§ **The problem**:
What do the lines say from the one containing "of the smoke" to the end of the records? Restate them word for word, and only those.

[Saved entries]
########################################

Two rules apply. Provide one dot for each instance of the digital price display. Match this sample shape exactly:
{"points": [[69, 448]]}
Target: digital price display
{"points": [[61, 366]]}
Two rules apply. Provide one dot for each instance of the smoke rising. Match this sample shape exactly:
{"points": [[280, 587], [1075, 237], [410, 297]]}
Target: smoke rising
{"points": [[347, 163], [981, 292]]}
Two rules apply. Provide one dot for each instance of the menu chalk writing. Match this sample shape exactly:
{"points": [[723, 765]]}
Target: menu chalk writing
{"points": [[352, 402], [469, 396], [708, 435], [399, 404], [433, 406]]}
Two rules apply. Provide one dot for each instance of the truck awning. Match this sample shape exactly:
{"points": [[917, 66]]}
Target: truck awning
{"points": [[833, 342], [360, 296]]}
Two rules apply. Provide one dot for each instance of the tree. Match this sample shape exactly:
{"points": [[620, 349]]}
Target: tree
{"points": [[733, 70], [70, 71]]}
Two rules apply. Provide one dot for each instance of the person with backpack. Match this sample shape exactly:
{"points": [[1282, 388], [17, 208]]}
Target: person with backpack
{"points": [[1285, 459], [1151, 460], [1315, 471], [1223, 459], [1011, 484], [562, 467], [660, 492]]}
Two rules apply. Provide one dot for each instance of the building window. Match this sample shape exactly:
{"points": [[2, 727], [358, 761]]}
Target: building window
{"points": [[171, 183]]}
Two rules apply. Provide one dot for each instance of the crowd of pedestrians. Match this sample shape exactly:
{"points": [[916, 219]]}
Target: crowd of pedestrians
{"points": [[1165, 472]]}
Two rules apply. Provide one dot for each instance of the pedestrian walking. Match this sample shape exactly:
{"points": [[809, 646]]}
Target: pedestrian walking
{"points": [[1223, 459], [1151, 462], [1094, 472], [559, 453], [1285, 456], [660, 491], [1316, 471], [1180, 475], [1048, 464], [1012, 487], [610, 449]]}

########################################

§ **Response to the exercise**:
Two rules apply. Provide one dot for each instance of the smoke rising. Match this sample shape exactly:
{"points": [[280, 587], [1075, 237], [410, 297]]}
Target: smoke rising
{"points": [[347, 163], [981, 292]]}
Two rules apply. Provide one dot for each instance of the menu chalk writing. Match this sample shape exactly:
{"points": [[723, 765]]}
Target: menu chalk writing
{"points": [[352, 402], [469, 396], [708, 435], [399, 404], [433, 406]]}
Two rules apply. Provide one dot for each instance of the truck awning. Match this sample shape exactly:
{"points": [[917, 66]]}
Target: truck awning
{"points": [[833, 342], [360, 296]]}
Two rules apply. Provide one dot for each instance of the tree. Match this sample shape exactly:
{"points": [[620, 349]]}
Target: tree
{"points": [[733, 70], [70, 71]]}
Two rules apply. Provide one dot for each instance of the person with backpack. Match this sample shape exactly:
{"points": [[1282, 388], [17, 208]]}
Target: person with backpack
{"points": [[1285, 459], [1151, 460], [1315, 471], [1223, 459], [1011, 484], [562, 467], [660, 492]]}
Two rules apply. Provide one dot for each instance of the building window. Match this sample shape exactly:
{"points": [[2, 727], [358, 761]]}
Target: building window
{"points": [[171, 183]]}
Two rules apply. Provide one dot for each instance of the crowd of pedestrians. Match this sample shape exactly:
{"points": [[916, 219]]}
Target: crowd of pedestrians
{"points": [[1165, 472]]}
Two rules apply. Provide one dot for each instance of the pedestrian walking. Match this sample shape exactly:
{"points": [[809, 646]]}
Target: pedestrian walking
{"points": [[1223, 459], [1151, 462], [1094, 472], [559, 453], [1285, 456], [660, 491], [1316, 471], [1180, 475], [1048, 464], [1012, 487], [610, 449]]}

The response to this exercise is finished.